(Stored items)
——
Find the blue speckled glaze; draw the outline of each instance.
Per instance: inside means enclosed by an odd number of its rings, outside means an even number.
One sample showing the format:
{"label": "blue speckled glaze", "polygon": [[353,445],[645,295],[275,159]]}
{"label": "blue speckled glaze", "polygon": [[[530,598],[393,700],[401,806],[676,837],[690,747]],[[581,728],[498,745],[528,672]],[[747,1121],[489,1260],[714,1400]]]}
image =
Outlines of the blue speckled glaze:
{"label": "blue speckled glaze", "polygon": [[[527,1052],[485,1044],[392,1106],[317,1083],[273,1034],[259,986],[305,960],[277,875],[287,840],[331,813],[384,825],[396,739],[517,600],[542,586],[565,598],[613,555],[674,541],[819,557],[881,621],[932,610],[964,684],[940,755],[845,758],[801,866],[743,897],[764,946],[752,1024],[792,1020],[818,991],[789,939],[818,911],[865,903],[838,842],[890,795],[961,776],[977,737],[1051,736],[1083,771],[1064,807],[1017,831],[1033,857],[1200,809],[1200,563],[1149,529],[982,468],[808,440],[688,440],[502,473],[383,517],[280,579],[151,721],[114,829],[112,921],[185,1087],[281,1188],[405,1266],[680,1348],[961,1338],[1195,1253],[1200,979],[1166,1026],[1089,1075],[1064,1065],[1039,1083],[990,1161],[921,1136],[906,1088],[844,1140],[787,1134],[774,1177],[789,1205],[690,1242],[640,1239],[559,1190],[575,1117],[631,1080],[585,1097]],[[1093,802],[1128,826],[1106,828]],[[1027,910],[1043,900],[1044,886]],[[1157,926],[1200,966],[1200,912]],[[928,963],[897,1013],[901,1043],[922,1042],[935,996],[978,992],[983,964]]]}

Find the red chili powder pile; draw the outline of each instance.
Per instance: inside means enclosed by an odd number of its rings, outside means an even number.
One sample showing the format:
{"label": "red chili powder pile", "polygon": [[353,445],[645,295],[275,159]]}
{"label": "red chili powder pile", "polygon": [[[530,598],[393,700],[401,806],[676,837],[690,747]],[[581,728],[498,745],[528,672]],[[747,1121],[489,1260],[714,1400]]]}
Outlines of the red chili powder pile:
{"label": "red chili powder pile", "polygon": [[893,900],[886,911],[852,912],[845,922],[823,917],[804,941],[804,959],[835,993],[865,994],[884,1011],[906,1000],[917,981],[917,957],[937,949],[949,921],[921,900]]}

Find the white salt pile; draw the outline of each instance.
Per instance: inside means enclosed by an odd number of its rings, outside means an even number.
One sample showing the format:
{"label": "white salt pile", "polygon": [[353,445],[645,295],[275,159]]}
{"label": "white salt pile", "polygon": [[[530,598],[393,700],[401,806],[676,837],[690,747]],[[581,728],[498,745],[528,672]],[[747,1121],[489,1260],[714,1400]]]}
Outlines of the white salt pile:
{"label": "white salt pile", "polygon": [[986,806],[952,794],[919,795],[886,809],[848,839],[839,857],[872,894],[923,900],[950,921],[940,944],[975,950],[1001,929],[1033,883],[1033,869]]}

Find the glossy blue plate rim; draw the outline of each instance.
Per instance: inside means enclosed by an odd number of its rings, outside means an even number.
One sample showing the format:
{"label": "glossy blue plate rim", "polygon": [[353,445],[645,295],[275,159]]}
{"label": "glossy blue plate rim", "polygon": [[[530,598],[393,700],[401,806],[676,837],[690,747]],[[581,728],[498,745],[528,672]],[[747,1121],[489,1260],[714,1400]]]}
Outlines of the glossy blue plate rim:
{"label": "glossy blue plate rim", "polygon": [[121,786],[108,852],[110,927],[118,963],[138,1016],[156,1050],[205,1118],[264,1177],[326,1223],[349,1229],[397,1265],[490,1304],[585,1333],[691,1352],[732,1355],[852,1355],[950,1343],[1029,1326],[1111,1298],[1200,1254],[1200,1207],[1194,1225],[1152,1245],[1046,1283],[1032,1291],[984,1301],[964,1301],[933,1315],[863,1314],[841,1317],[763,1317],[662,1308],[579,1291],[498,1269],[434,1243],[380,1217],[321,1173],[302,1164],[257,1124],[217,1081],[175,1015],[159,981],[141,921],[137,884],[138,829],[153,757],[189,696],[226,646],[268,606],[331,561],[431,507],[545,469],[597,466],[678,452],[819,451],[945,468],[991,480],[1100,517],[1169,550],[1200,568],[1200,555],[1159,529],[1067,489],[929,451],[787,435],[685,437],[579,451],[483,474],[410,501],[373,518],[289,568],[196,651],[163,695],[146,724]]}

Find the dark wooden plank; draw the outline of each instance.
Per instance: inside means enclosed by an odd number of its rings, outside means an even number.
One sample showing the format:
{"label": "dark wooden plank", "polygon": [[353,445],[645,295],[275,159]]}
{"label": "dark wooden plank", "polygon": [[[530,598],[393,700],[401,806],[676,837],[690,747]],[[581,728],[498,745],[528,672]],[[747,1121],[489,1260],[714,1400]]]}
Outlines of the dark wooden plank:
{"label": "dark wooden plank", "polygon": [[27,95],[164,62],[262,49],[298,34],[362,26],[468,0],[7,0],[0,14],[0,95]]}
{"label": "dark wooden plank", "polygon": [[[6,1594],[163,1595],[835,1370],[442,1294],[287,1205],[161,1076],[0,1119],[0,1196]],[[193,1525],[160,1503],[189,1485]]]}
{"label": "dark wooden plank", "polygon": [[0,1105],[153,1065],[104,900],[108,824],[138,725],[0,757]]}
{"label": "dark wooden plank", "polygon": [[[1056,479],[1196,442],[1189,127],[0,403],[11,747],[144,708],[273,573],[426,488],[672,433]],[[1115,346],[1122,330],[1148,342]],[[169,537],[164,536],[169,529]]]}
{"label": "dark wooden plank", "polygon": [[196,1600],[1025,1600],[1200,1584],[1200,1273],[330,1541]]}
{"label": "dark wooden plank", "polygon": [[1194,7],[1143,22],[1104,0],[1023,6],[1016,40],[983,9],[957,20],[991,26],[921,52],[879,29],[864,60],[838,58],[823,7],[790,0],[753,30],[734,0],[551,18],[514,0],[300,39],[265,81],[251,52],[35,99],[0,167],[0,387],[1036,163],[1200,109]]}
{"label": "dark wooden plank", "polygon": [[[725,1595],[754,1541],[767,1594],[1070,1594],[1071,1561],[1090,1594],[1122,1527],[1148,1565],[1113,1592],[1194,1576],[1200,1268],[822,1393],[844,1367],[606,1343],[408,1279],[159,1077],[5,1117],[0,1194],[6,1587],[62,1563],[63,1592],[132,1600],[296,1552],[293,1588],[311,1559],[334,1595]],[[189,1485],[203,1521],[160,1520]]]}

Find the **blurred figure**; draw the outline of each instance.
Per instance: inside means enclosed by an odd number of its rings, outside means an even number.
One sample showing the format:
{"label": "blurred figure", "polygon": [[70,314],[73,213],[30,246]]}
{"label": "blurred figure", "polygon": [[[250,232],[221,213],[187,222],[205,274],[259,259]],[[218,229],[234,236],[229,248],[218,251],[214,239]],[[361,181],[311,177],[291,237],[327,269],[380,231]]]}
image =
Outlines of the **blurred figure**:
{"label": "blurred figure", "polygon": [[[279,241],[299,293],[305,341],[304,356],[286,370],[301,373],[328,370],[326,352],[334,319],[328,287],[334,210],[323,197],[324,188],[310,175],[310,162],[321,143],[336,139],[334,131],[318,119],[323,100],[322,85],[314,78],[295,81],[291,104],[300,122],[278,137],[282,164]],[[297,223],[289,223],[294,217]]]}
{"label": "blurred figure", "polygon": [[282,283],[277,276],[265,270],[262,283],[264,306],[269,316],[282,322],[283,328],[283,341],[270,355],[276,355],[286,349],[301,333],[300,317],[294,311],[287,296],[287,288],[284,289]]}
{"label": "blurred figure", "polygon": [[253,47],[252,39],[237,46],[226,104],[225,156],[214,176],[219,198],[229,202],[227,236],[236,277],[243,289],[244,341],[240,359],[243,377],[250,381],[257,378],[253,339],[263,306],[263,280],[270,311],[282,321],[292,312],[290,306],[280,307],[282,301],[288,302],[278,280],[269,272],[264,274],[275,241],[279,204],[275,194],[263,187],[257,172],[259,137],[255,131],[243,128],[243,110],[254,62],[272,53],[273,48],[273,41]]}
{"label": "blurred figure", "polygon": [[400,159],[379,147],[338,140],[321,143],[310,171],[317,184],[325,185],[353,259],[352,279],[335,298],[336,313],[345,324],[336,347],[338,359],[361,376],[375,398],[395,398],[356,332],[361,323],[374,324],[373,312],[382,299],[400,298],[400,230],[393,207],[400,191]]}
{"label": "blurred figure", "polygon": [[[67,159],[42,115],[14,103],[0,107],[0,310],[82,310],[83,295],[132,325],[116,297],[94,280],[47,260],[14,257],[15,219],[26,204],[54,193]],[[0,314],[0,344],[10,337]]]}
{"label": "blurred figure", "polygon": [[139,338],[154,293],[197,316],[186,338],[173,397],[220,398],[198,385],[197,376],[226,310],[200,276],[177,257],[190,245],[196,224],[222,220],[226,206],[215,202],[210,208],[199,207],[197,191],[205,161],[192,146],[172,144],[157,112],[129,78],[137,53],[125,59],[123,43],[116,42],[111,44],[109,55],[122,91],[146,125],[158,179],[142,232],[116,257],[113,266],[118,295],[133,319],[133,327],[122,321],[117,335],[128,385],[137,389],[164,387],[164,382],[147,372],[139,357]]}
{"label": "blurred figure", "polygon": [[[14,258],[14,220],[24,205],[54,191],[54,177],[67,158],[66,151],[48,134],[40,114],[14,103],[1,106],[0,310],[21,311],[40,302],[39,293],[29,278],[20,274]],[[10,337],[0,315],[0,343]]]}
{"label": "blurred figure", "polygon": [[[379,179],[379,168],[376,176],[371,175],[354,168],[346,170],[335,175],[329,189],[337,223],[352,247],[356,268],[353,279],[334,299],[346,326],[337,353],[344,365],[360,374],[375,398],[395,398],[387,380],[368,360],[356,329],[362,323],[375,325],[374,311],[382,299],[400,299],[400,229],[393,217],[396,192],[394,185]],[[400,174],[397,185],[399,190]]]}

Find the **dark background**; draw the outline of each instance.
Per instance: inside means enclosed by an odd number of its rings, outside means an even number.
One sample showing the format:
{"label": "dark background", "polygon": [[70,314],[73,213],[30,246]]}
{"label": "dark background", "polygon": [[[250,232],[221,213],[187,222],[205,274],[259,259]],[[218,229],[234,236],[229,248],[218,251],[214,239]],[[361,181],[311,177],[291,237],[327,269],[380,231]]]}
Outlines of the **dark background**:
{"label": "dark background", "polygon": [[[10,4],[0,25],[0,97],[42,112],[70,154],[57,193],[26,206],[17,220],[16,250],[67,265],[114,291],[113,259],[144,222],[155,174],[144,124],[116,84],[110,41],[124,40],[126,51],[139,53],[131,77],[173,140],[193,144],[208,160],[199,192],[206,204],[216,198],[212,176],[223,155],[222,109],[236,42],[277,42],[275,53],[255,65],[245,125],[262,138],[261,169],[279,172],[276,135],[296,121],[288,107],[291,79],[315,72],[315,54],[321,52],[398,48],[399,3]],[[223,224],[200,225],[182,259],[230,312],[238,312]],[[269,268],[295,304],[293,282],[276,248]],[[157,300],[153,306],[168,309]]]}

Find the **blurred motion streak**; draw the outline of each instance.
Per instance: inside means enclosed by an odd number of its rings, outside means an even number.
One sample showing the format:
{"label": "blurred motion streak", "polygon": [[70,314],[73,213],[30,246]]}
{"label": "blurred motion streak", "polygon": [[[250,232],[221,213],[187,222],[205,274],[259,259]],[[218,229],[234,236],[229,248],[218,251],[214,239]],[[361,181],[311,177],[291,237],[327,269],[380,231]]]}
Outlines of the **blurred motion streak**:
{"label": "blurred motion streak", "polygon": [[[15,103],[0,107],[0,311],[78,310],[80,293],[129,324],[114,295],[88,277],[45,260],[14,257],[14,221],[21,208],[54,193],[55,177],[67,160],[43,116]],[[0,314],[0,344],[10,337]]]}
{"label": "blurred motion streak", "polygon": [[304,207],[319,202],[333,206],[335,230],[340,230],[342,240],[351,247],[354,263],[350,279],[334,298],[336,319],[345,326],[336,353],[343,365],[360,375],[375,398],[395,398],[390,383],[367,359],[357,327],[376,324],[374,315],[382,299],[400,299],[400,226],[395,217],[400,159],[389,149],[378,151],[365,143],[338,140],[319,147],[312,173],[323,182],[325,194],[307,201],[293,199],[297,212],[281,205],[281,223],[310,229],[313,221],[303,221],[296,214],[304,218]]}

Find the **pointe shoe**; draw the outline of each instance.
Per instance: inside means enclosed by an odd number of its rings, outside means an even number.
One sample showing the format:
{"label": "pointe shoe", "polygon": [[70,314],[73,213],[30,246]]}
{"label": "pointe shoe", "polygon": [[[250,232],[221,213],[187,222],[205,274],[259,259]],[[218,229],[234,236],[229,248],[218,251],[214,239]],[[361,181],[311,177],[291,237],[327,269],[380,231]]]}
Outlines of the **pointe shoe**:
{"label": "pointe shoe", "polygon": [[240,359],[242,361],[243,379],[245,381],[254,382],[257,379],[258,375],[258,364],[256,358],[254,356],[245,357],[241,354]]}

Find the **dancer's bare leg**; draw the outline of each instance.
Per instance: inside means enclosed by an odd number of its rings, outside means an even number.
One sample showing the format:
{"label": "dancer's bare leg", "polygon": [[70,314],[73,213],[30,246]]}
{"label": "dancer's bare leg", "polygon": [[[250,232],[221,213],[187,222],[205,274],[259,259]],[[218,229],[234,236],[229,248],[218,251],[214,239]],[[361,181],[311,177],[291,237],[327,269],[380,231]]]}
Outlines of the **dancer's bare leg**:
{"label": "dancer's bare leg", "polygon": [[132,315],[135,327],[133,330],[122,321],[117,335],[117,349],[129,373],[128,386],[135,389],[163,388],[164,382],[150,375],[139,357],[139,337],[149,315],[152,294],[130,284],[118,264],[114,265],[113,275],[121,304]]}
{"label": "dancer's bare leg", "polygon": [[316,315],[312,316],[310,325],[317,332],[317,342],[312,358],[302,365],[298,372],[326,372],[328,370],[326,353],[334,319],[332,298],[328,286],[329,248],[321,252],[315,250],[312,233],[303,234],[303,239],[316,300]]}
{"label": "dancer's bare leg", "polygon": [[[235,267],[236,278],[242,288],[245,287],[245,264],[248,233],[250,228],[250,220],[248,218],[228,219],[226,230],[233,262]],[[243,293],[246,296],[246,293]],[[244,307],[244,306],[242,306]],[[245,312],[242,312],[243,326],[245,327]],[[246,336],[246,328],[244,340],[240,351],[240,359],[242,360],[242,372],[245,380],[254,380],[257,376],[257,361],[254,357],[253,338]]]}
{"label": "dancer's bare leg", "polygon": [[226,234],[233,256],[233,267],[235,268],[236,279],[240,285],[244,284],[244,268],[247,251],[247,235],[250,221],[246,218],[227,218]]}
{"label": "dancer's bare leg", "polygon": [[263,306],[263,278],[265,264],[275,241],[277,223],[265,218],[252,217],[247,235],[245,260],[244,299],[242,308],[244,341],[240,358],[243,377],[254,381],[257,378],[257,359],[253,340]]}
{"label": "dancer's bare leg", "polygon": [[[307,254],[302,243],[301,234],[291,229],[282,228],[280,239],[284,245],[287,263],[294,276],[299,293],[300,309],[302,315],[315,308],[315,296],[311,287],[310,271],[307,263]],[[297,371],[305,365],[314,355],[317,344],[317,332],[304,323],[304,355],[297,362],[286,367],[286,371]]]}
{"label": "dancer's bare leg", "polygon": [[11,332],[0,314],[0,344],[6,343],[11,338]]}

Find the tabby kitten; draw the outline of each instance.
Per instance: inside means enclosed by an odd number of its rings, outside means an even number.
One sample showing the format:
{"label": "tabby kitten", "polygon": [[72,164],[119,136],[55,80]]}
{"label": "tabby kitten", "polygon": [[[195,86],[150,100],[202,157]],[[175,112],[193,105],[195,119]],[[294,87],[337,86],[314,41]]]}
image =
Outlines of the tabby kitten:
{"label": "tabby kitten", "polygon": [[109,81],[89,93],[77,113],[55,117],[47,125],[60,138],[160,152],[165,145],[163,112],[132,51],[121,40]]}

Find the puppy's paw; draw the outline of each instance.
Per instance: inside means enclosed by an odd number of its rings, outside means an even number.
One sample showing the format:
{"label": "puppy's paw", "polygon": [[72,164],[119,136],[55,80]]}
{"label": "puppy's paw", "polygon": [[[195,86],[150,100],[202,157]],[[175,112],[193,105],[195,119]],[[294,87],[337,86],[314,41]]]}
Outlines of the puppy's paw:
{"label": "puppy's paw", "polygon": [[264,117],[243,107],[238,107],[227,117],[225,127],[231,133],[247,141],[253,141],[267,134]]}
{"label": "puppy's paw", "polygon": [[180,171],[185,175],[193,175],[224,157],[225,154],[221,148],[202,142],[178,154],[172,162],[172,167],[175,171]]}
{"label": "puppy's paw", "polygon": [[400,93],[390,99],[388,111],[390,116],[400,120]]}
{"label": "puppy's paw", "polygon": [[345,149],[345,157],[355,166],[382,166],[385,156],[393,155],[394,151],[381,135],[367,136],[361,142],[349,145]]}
——
• Task prompt: Pick each line holding "draw" out of the entries above and return it.

• Completed task:
Find the blue speckled glaze; draw the outline of each instance.
Find the red chili powder pile; draw the outline of each instance.
Find the white salt pile; draw the outline of each instance.
Find the glossy blue plate rim; draw the outline of each instance.
Find the dark wooden plank; draw the outline of each instance.
Find the **blurred figure**; draw the outline of each instance.
Find the **dark background**; draw the outline of each instance.
Find the **blurred motion streak**; draw the outline of each instance.
Find the **pointe shoe**; draw the outline of each instance.
Find the **dancer's bare leg**; draw the outline of each instance.
Find the tabby kitten; draw the outline of each instance.
Find the puppy's paw; draw the outline of each instance.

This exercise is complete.